Record extracts:
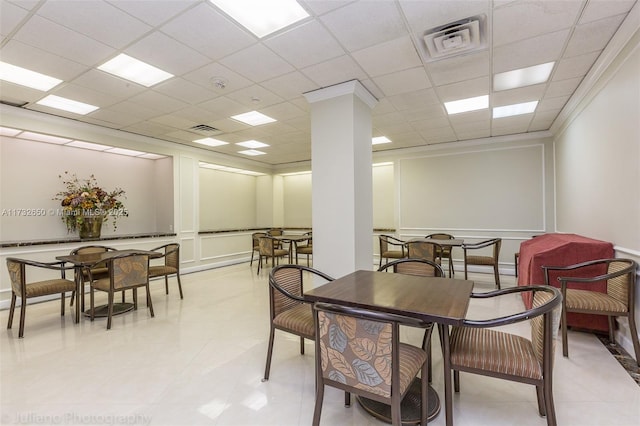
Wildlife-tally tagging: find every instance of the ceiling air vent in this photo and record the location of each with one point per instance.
(204, 130)
(455, 38)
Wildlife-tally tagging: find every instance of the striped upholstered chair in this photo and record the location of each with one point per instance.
(476, 348)
(618, 301)
(359, 351)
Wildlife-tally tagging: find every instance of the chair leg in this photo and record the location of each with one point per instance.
(317, 411)
(179, 286)
(12, 309)
(267, 368)
(634, 337)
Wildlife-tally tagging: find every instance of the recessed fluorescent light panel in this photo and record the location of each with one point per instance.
(28, 78)
(39, 137)
(252, 144)
(253, 118)
(466, 105)
(522, 77)
(263, 17)
(7, 131)
(134, 70)
(65, 104)
(211, 142)
(251, 152)
(89, 145)
(380, 139)
(515, 109)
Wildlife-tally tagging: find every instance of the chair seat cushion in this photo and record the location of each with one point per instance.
(393, 254)
(42, 288)
(480, 260)
(411, 360)
(298, 319)
(161, 270)
(495, 351)
(593, 301)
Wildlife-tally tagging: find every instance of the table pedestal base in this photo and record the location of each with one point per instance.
(103, 310)
(409, 407)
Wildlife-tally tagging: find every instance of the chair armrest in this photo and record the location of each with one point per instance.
(520, 316)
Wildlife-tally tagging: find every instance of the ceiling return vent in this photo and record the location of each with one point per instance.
(204, 130)
(455, 38)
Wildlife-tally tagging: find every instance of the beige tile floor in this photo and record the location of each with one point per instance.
(200, 361)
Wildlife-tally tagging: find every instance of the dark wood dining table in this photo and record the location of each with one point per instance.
(87, 260)
(438, 300)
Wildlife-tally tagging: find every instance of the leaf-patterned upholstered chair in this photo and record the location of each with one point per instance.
(483, 259)
(359, 351)
(477, 348)
(288, 310)
(25, 290)
(391, 248)
(422, 268)
(618, 301)
(171, 256)
(126, 271)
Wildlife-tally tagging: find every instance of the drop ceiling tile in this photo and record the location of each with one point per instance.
(207, 31)
(291, 85)
(162, 51)
(10, 17)
(153, 12)
(305, 45)
(403, 81)
(334, 71)
(592, 37)
(62, 41)
(465, 89)
(598, 9)
(351, 25)
(533, 51)
(388, 57)
(257, 63)
(527, 19)
(179, 88)
(158, 101)
(108, 83)
(255, 97)
(459, 68)
(87, 17)
(26, 56)
(562, 87)
(577, 66)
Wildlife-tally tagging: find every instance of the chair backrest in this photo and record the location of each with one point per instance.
(621, 285)
(357, 350)
(172, 255)
(286, 286)
(423, 250)
(441, 236)
(16, 275)
(128, 271)
(420, 267)
(266, 245)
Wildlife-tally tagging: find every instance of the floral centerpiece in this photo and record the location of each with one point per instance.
(85, 204)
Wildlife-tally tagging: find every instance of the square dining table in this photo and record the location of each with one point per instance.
(443, 301)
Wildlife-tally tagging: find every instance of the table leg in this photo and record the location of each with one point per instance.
(444, 341)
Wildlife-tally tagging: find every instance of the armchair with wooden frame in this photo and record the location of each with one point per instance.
(22, 288)
(288, 310)
(618, 300)
(476, 347)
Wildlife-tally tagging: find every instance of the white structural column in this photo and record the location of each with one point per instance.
(341, 158)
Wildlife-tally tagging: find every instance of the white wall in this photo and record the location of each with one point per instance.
(598, 166)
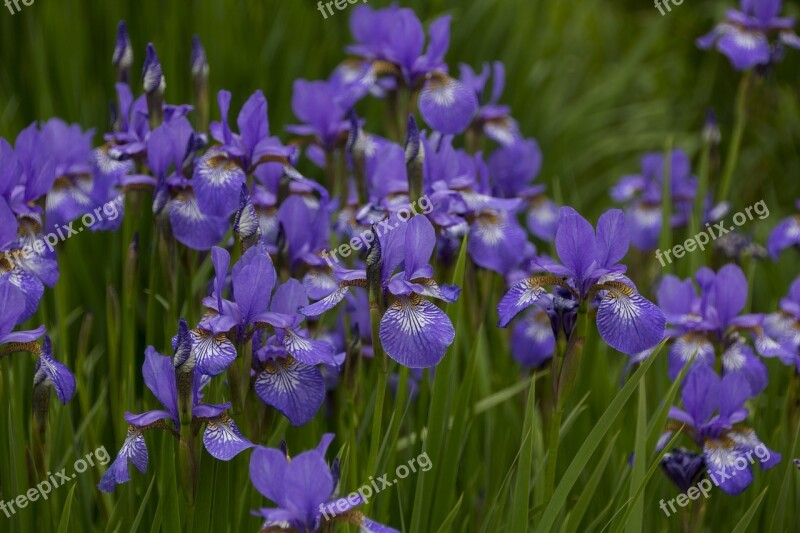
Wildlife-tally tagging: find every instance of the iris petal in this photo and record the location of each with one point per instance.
(416, 333)
(294, 388)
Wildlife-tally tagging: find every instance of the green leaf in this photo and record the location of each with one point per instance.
(63, 524)
(590, 444)
(522, 491)
(741, 527)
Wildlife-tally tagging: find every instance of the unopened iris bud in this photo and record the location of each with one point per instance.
(415, 158)
(154, 87)
(200, 72)
(184, 363)
(123, 54)
(711, 133)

Task description:
Could you write out exactly the lines running from the one with "Wildlife-tally tagging: find every instance of the armchair" through the last line of the data above, both ends kept, and omit any picture?

Written response:
Wildlife-tally tagging: find every instance of the armchair with wooden frame in this photo and record the location of each with one point per instance.
(22, 288)
(288, 310)
(618, 300)
(476, 347)
Wildlife-tally tagging: find every instance of the white structural column in this photo and record the location of each with one point per instance.
(341, 158)
Wildlife-tally tagging: find every instance of the white wall in this photo and record the location of each with one point per instance.
(598, 166)
Wildlife-tally tagging: find every instance of the iris petal in this photo and record the location of each with one point per instance.
(416, 333)
(294, 388)
Wildlife-tally tagging: find every instance of the green leaf in this photo and record the location of each with one point per instance.
(63, 524)
(590, 444)
(522, 491)
(741, 527)
Wildlife-tally tagging: find every instance of the unopened iris bud in this photo and record the location of each with one point per instance.
(415, 158)
(154, 87)
(200, 72)
(184, 363)
(123, 54)
(711, 133)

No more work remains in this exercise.